_SOURCE EXTRACT_:
━━━━━━━━━━━━━━━━━━━━━━━━━━━━━━
In 1911 Maugham left the theatre temporarily to write Of Human Bondage, correcting the proofs while serving as an ambulance driver in France during the Great War. In 1915 he was recruited into Military Intelligence, and sent to Geneva; when his tour of duty ended, he travelled to the USA and then to Tahiti in the company of Gerald Haxto, his long-term companion and secretary. On his return, despite the blossoming of his relationship with Haxton, he married his mistress, Syrie Wellcome. Recruited once more into the Secret Service, Maugham travelled to Russia. After the war, Maugham continued to travel and write. The Moon and Sixpence (1919), an exploration of the creative genius, based on the life of Paul Gaugui, confirmed his reputation as a novelist, and headed the long list of works inspired by the author's travels in the South Seas. The Trembling of a Leaf (1921) was his first, highly popular collection of stories of the Far East, and The Painted Veil (1925), a story of adultery and redemption, was set in Hong Kong. In 1927 Maugham and his wife were divorced and he went to live in the Villa Mauresque on Cap Ferrat, the narrow peninsula between Nice and Monte Carlo. This beautiful and luxurious villa, filled with works of art, was to become one of the Riviera's great pilgrimage points, where social and literary celebrities were entertained in Maugham's exacting style. On the gatepost was inscribed a Moorish device against the evil eye which his father had brought back from abroad, and which appears on the covers of the uniform edition of his works.
━━━━━━━━━━━━━━━━━━━━━━━━━━━━━━
_AVAILABLE DATA_:

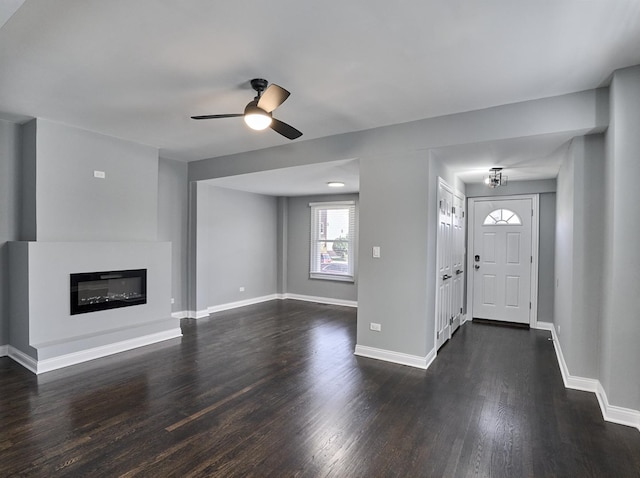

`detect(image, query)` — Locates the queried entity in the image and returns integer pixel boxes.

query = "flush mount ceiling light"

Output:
[484,168,507,188]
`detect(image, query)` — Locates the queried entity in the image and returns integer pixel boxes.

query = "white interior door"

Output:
[436,181,453,348]
[451,193,465,334]
[470,198,533,324]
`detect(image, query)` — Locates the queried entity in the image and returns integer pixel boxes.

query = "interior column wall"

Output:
[601,66,640,410]
[0,120,21,346]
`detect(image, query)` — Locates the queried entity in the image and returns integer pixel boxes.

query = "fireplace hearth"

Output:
[70,269,147,315]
━━━━━━━━━━━━━━━━━━━━━━━━━━━━━━
Write the next few sentences of the passage on Maugham's life, picking up after its last sentence. The listing comes from a separate source and has no connection to the passage on Maugham.

In 1928 Ashenden, the cycle of stories based on his war experiences, was published. The urbane narrator, Willie Ashenden, became a kind of alter ego for Maugham and reappears in other writings, including Cakes and Ale (1930). This witty and moving novel was followed by a stream of successful but less exceptional publications which, like so much of his work, pleased the public but not the critics. Despite his unrivalled position as the most popular and financially successful writer of his time, Maugham never enjoyed critical acclaim. His middle-brow label adhered, due in part to a verbal predictability and shallowness of characterization, but also perhaps to his unrivalled readability.
With the outbreak of the Second World War, Maugham left France and stayed in the USA. During this time The Razor's Edge (1944) was published, and filmed in the following year. In 1946 he returned to the Villa Mauresque. Gerald Haxton had died in 1944, and his place was taken by Alan Searle who would stay with Maugham until his death. The author's later life was enlivened by the making of film versions of some of his excellent short stories, Quartet (1948), Trio (1950), and Encore (1951), introduced by the author in person. He was made a Companion of Honour in 1954, and in 1962 he published Looking Back, a volume of memoirs which contained a vindictive and pointless attack on his deceased ex-wife, and which lost him many friends.